[Items from a data source]
++++

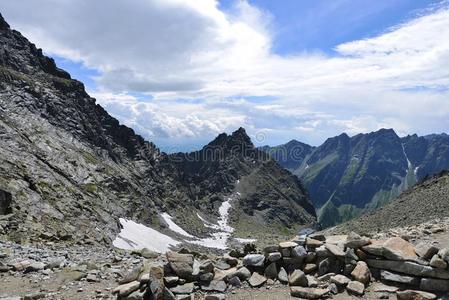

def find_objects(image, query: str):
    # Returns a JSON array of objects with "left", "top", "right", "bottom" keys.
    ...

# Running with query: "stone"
[
  {"left": 248, "top": 272, "right": 267, "bottom": 287},
  {"left": 306, "top": 275, "right": 318, "bottom": 287},
  {"left": 291, "top": 246, "right": 307, "bottom": 259},
  {"left": 263, "top": 245, "right": 279, "bottom": 256},
  {"left": 366, "top": 259, "right": 449, "bottom": 279},
  {"left": 164, "top": 287, "right": 176, "bottom": 300},
  {"left": 112, "top": 281, "right": 140, "bottom": 297},
  {"left": 164, "top": 276, "right": 179, "bottom": 287},
  {"left": 86, "top": 274, "right": 100, "bottom": 282},
  {"left": 345, "top": 248, "right": 359, "bottom": 265},
  {"left": 325, "top": 244, "right": 346, "bottom": 257},
  {"left": 201, "top": 280, "right": 227, "bottom": 293},
  {"left": 234, "top": 267, "right": 251, "bottom": 280},
  {"left": 149, "top": 266, "right": 165, "bottom": 300},
  {"left": 396, "top": 290, "right": 437, "bottom": 300},
  {"left": 307, "top": 233, "right": 326, "bottom": 242},
  {"left": 331, "top": 274, "right": 351, "bottom": 287},
  {"left": 140, "top": 248, "right": 160, "bottom": 259},
  {"left": 346, "top": 281, "right": 365, "bottom": 296},
  {"left": 419, "top": 278, "right": 449, "bottom": 292},
  {"left": 304, "top": 264, "right": 318, "bottom": 274},
  {"left": 430, "top": 254, "right": 447, "bottom": 269},
  {"left": 119, "top": 265, "right": 143, "bottom": 284},
  {"left": 415, "top": 242, "right": 439, "bottom": 260},
  {"left": 243, "top": 254, "right": 265, "bottom": 267},
  {"left": 345, "top": 232, "right": 371, "bottom": 249},
  {"left": 170, "top": 282, "right": 195, "bottom": 294},
  {"left": 318, "top": 258, "right": 330, "bottom": 276},
  {"left": 215, "top": 259, "right": 231, "bottom": 270},
  {"left": 288, "top": 270, "right": 308, "bottom": 286},
  {"left": 328, "top": 283, "right": 338, "bottom": 295},
  {"left": 166, "top": 251, "right": 193, "bottom": 279},
  {"left": 24, "top": 262, "right": 45, "bottom": 273},
  {"left": 306, "top": 238, "right": 323, "bottom": 249},
  {"left": 228, "top": 276, "right": 242, "bottom": 287},
  {"left": 204, "top": 294, "right": 226, "bottom": 300},
  {"left": 315, "top": 245, "right": 332, "bottom": 258},
  {"left": 373, "top": 282, "right": 399, "bottom": 293},
  {"left": 380, "top": 270, "right": 419, "bottom": 285},
  {"left": 351, "top": 261, "right": 371, "bottom": 285},
  {"left": 279, "top": 241, "right": 298, "bottom": 249},
  {"left": 438, "top": 248, "right": 449, "bottom": 263},
  {"left": 199, "top": 273, "right": 214, "bottom": 282},
  {"left": 290, "top": 286, "right": 329, "bottom": 299},
  {"left": 278, "top": 267, "right": 288, "bottom": 283},
  {"left": 268, "top": 252, "right": 282, "bottom": 262},
  {"left": 264, "top": 263, "right": 278, "bottom": 279},
  {"left": 362, "top": 237, "right": 418, "bottom": 260}
]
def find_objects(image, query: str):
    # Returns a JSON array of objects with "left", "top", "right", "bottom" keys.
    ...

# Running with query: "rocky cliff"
[
  {"left": 264, "top": 129, "right": 449, "bottom": 226},
  {"left": 0, "top": 12, "right": 315, "bottom": 244}
]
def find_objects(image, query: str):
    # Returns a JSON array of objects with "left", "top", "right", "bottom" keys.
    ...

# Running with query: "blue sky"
[{"left": 2, "top": 0, "right": 449, "bottom": 151}]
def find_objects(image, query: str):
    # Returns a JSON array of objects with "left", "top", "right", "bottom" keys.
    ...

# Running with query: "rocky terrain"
[
  {"left": 0, "top": 11, "right": 316, "bottom": 246},
  {"left": 261, "top": 129, "right": 449, "bottom": 227}
]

++++

Return every line in the items above that contains the string "rocky", matching case exactly.

# Running with query: "rocky cliff"
# Running with query: "rocky terrain"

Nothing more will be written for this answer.